═════ DATA FOR THIS TASK ═════

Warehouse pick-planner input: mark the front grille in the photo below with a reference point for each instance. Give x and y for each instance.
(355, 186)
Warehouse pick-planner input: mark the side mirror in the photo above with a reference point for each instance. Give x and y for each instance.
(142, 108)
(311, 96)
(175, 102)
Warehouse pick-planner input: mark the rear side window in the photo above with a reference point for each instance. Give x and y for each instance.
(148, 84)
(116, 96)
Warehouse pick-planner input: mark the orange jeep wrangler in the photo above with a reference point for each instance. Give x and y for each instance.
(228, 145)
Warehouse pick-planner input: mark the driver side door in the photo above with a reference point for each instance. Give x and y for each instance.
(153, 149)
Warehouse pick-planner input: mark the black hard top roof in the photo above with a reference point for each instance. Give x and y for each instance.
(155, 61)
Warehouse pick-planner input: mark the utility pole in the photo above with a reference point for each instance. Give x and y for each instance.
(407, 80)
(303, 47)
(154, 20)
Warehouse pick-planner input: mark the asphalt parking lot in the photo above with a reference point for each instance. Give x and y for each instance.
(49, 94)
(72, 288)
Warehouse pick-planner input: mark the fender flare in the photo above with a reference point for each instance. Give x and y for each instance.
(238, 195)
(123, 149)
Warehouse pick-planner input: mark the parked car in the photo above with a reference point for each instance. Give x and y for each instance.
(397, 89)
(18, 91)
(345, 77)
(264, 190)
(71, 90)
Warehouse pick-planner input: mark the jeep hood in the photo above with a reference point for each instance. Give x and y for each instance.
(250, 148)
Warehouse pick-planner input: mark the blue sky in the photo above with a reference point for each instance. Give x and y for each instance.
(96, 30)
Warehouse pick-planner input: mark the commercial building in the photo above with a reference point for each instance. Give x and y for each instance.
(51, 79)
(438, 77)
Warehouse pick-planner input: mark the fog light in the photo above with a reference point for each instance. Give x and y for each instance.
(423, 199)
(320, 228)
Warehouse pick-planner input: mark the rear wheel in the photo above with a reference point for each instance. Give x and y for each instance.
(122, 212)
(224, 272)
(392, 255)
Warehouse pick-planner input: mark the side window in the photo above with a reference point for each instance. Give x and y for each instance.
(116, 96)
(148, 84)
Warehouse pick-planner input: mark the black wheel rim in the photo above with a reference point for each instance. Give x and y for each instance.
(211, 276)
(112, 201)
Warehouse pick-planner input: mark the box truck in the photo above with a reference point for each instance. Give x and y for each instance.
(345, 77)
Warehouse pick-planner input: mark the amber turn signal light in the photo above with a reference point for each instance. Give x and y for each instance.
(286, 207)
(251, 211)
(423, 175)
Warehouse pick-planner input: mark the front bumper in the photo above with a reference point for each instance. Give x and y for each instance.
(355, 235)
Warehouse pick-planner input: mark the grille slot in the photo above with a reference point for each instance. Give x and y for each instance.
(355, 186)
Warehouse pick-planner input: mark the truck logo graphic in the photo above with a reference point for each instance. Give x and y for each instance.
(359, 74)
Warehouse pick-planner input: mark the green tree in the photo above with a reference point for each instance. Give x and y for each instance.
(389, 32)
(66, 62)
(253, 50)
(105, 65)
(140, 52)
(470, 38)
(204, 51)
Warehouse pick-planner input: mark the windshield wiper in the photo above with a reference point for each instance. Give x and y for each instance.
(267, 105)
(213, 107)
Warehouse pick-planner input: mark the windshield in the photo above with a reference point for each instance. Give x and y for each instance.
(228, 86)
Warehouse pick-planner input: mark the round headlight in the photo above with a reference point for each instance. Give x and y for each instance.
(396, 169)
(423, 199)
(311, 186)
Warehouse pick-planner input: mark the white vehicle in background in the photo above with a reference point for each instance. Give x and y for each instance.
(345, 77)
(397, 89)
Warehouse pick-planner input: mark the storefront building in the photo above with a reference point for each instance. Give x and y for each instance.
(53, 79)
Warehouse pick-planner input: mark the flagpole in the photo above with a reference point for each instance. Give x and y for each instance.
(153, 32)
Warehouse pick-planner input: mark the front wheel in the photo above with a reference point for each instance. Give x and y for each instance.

═════

# THE PROBLEM
Reproduce word for word the stretch of the records from the line containing "Warehouse pick-planner input: mark the flagpole" through the end of the records, both ends included.

# TASK RESULT
Warehouse pick-planner input: mark the flagpole in the photo above with a reference point for each instance. Give x and y for each instance.
(153, 32)
Warehouse pick-planner input: mark the front wheel in the photo above with a reference point for each instance. Give x and y for each instance.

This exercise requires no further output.